→ **PASSAGE**:
* * * * *

UnitingCare Health strives for excellence in all aspects of our operations, in the continual improvement of the quality of the services we deliver, and in the way we operate within the healthcare industry and wider community.
In line with Queensland Government legislation announced on 4 February 2016, we report on all types of Legionella tested in our hospitals.
Although Legionella is a common occurrence in the environment, our water management regime, based on international best practice standards, continues to reduce the associated risk to patients and staff.
On this page you will find Frequently Asked Questions about Legionella and our water management practices.
Frequently Asked Questions
1) Should I be concerned about coming for a consultation or procedure at Buderim Private Hospital?
There is no need for concern about coming to Buderim Private Hospital for treatment.
Buderim Private Hospital has in place systems and process that meet and in some case exceed the current guidelines for water quality by issued Queensland Health. These guidelines align with international best practice guidelines for eradication of Legionella in order to achieve water quality that is as safe as possible. The hospital is committed to maintaining treatment and testing on an ongoing basis.
2) Is there any risk of patients, visitors and staff contracting Legionnaires Disease at Buderim Private Hospital?
The hospital’s water is entirely safe to use for human consumption.

* * * * *

→ **EXERCISE DETAILS**:
Extend the Legionella FAQ from its last line, keeping to its question-and-answer format.

→ **AVAILABLE DATA**:

* * * * *

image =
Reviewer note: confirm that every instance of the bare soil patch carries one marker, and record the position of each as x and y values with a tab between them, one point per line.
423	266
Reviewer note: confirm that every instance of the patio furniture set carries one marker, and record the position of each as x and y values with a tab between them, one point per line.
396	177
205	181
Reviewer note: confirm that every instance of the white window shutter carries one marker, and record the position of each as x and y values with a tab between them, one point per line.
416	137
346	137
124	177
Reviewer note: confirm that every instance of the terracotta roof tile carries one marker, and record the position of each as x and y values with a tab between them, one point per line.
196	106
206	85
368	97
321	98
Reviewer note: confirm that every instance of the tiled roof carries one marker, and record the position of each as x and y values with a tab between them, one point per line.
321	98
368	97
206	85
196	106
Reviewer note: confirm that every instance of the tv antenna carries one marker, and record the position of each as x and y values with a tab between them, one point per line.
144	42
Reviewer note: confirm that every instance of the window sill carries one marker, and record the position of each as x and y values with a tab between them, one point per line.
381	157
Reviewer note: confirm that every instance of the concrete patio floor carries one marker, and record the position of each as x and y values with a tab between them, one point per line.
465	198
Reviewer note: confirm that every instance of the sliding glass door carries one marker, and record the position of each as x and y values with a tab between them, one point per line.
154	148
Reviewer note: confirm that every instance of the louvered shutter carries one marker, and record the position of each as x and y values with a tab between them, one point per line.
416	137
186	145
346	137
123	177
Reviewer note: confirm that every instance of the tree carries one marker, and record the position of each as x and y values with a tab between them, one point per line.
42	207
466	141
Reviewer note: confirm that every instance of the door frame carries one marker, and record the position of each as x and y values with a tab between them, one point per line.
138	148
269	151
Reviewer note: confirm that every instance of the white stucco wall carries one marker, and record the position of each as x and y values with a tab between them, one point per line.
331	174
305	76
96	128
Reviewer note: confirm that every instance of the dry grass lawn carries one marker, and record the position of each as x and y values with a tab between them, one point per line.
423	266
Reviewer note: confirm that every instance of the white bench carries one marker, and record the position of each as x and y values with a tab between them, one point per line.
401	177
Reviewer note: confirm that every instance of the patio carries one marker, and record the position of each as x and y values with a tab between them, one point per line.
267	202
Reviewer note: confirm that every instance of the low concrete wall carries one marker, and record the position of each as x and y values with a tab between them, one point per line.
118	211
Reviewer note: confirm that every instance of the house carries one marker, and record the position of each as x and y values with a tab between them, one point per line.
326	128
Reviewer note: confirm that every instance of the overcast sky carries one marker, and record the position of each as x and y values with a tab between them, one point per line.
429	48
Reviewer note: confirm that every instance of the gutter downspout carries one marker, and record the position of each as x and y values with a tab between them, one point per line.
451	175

* * * * *

→ **RESPONSE TO THE EXERCISE**:
It is important to understand that Legionnaires Disease is not spread from person to person.
Buderim Private Hospital water testing and treatment program involves:
- Comprehensive quarterly testing program of the hospital’s water systems that is in line with the guidelines developed by Queensland Health for all Queensland hospitals
- A quality water treatment plant that maintains chlorine levels at a rate consistent with the guidelines issued by Queensland Health. This system is monitored daily.
3) What is Legionnaires Disease?
Legionnaires Disease is an infection of the lungs (pneumonia) caused by bacteria of the Legionella family. The bacteria is commonly found in the environment, but infection only occurs in “at-risk” people. Legionnaires disease can usually be treated with antibiotics.
4) Who is most impacted by Legionnaires Disease?
Legionnaires Disease most often affects “at-risk” people such as the elderly and particularly those who smoke or who have chronic lung disease. Also at increased risk are those whose immune systems are suppressed by medications or diseases such as cancer, kidney failure, diabetes or HIV-AIDS. Pregnant women with lung disorders or reduced immunity are also at risk. Well patients, children and babies are at very low risk.
5) How is Legionnaires Disease spread?
Legionnaires Disease can occur after a person breathes in contaminated water vapour or dust from such places as air conditioning cooling towers, whirlpool spas, showerheads and other bodies of water. Legionnaires Disease is not spread from person to person or by drinking water.
6) What are the symptoms of Legionnaires Disease?
Legionella Pneumonia symptoms usually begin two to 10 days after exposure, with symptoms such as fever, chills, a cough and shortness of breath. Some people also have muscle aches, headache, tiredness, loss of appetite and diarrhoea.
7) Why is monitoring of a hospital’s water supply important?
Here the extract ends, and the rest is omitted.